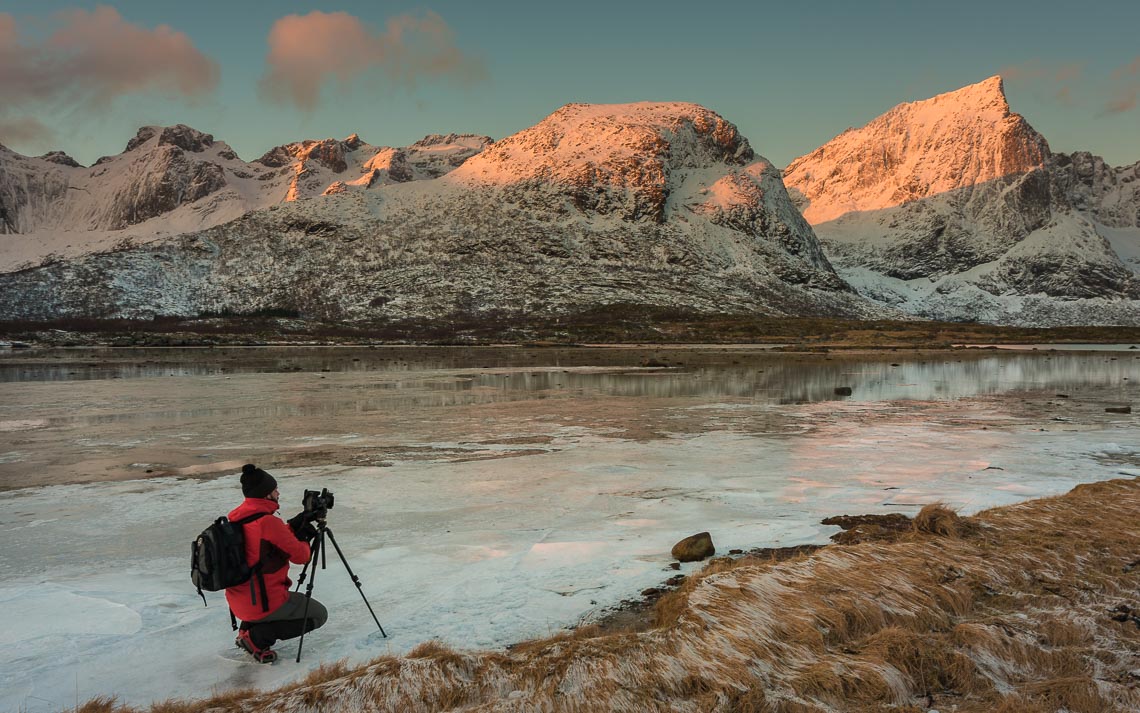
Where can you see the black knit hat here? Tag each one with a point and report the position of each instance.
(257, 483)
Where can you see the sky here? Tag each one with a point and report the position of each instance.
(82, 78)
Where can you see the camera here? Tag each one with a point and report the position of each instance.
(316, 502)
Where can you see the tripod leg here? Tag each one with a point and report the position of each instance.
(356, 580)
(317, 549)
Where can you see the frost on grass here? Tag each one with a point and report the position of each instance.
(1006, 610)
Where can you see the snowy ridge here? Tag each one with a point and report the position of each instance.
(953, 140)
(176, 179)
(660, 204)
(955, 209)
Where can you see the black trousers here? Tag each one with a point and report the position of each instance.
(286, 622)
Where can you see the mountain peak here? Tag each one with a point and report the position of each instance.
(178, 135)
(954, 140)
(987, 95)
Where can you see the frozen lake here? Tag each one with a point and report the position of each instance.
(482, 495)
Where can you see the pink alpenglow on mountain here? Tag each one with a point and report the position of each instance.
(915, 151)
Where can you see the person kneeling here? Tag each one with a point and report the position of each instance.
(268, 609)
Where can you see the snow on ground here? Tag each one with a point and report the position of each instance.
(481, 553)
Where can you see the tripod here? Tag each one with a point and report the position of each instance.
(318, 548)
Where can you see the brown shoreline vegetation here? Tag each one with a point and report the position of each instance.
(611, 324)
(1026, 608)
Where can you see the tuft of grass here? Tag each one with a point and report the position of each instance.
(938, 519)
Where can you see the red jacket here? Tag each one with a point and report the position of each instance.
(271, 541)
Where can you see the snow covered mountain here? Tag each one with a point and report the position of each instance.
(954, 208)
(661, 204)
(176, 179)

——————

» **The task**
Repeat the rows word for word, from the line with "Where can you see the pink" up to and including the line with "(1026, 608)".

» **Response to this task**
Where can you see the pink alpenglow on mountain here? Tag each one with a point and report the position of each instance.
(915, 151)
Where can you see the person kneeling here? Tag each one with a point and report the position of each instance.
(268, 609)
Where can you see the snow on ground here? Tag each one with a point and report the position of each instance.
(481, 553)
Where can you see the tripod here? Tag each one with a point and report the position of each instance.
(318, 548)
Where can you see the brown shoreline vegetation here? Tag each one with a point and report the position of each instance.
(611, 324)
(1026, 608)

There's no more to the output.